TRY IT: Look through the records below for the line with "Query: gray wooden surface" and the line with "written like <point>254,163</point>.", then return those lines and all lines between, exactly.
DATA TO USE Block Start
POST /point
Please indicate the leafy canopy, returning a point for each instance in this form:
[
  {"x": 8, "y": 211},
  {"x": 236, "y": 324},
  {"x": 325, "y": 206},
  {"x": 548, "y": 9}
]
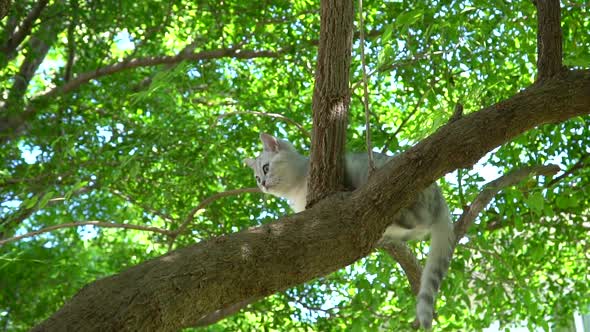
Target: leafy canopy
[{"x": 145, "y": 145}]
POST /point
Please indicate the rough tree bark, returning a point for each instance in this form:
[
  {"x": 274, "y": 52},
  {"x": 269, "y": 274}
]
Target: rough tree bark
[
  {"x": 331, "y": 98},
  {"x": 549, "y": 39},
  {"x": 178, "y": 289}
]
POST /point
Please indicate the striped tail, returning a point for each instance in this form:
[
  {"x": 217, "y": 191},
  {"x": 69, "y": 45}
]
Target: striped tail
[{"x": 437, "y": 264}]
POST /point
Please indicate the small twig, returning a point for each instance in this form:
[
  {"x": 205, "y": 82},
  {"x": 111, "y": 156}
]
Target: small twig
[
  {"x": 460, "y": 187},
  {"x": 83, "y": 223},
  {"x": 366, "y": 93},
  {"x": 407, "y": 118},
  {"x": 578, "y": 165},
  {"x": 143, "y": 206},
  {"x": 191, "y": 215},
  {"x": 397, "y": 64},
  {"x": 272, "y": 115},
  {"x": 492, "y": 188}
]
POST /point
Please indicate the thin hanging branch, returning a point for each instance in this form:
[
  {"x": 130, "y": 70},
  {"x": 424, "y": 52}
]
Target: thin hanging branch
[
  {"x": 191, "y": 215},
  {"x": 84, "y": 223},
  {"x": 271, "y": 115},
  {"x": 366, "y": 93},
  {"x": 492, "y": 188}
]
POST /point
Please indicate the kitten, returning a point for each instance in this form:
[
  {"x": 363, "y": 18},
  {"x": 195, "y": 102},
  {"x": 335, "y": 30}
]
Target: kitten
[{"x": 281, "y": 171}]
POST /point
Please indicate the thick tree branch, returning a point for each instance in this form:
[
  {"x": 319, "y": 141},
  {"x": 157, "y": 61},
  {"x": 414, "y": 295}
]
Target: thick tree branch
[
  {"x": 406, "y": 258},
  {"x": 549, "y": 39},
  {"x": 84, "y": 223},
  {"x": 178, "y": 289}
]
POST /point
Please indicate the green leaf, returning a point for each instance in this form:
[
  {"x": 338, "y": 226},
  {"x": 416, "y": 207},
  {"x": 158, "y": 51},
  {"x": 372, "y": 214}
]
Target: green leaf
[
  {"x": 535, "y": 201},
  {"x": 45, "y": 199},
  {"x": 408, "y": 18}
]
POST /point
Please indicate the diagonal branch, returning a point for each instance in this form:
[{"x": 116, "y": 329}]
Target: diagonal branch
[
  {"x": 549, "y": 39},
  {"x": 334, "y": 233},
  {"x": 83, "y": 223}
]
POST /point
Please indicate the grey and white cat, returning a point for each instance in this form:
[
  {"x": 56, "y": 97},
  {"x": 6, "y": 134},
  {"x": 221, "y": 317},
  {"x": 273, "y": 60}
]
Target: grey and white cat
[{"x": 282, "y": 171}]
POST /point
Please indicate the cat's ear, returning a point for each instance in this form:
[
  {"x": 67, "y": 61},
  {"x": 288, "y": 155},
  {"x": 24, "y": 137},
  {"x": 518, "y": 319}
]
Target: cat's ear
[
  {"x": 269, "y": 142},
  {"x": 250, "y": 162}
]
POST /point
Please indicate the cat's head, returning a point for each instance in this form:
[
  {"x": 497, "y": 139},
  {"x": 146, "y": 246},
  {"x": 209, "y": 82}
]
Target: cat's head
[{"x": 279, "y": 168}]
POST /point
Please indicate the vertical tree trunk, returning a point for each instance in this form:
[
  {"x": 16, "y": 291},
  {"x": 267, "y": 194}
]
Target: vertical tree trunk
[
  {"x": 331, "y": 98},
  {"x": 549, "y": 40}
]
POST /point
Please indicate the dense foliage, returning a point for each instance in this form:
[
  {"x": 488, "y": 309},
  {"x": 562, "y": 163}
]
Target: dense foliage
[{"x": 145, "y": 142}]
DATA TO USE Block End
DATA TO USE Block Start
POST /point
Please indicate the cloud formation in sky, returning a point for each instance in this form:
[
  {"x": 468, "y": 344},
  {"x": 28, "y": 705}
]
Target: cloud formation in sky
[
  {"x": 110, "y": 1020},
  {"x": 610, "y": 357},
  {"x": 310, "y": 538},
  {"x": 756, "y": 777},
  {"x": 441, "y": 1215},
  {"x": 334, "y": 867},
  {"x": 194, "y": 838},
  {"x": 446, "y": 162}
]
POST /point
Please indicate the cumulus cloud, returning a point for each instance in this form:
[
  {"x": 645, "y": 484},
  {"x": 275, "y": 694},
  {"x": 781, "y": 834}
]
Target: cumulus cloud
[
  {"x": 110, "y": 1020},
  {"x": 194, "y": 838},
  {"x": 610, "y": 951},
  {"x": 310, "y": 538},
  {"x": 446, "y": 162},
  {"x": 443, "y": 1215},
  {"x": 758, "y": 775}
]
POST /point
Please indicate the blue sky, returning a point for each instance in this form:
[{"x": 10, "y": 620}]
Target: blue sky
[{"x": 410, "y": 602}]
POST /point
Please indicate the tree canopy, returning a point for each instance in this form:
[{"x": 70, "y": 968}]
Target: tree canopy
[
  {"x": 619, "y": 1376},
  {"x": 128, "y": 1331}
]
DATA TO USE Block End
DATA TO USE Block Start
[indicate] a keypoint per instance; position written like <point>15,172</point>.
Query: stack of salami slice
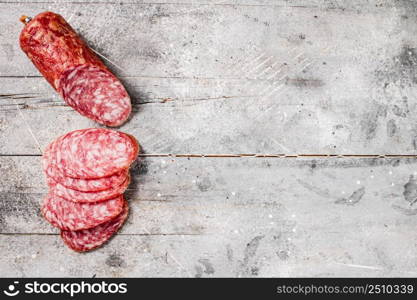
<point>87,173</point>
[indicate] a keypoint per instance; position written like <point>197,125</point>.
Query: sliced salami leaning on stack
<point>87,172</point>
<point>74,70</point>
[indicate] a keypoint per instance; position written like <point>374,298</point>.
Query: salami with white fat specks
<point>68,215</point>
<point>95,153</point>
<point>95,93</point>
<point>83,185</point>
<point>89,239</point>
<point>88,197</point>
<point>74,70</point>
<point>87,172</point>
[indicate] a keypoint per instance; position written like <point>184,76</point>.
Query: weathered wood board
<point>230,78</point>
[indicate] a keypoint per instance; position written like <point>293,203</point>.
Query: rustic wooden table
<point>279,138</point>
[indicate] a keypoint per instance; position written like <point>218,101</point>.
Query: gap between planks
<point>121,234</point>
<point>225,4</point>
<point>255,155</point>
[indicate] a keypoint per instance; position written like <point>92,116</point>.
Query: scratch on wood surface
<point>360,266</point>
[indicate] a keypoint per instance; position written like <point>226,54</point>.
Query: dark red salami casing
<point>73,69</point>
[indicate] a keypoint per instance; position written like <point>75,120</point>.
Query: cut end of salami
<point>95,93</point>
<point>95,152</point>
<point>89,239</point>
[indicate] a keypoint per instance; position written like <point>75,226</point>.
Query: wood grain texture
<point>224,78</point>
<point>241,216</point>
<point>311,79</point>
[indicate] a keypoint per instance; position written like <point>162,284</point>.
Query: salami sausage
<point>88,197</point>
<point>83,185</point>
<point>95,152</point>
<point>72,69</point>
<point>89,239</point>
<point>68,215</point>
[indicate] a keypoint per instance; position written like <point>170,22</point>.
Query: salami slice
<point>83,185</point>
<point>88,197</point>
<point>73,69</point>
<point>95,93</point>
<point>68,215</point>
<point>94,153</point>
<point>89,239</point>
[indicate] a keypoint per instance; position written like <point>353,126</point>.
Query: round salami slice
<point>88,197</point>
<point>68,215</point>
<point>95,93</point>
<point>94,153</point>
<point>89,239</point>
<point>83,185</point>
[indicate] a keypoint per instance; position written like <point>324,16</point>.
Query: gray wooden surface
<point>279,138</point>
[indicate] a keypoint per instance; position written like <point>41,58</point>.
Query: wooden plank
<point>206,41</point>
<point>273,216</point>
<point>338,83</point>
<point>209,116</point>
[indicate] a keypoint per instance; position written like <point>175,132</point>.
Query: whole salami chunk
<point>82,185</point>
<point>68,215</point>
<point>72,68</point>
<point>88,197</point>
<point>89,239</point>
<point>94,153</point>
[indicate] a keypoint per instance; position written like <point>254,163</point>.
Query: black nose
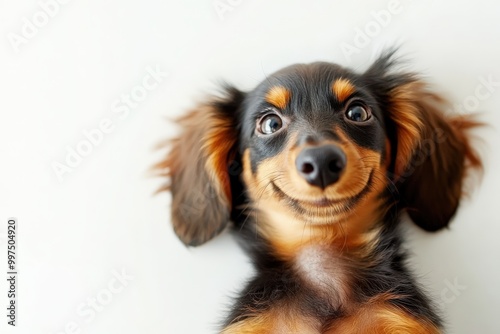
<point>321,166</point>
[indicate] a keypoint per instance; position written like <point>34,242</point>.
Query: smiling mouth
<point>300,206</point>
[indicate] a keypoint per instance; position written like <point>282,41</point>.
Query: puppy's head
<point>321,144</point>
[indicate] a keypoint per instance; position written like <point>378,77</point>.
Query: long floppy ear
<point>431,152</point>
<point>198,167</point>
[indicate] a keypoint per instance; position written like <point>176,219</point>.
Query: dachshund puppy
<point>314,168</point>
DATA TO USE Block End
EXERCISE OUTPUT:
Query: gray wooden surface
<point>279,138</point>
[indicate] a keypoint per instance; position written like <point>41,58</point>.
Query: wooden plank
<point>206,41</point>
<point>273,216</point>
<point>338,83</point>
<point>209,116</point>
[indicate] a keypoint per instance; position written like <point>175,132</point>.
Query: whole salami chunk
<point>82,185</point>
<point>68,215</point>
<point>72,68</point>
<point>88,197</point>
<point>89,239</point>
<point>94,153</point>
[indicate] a keypoint per instance; position written like <point>254,163</point>.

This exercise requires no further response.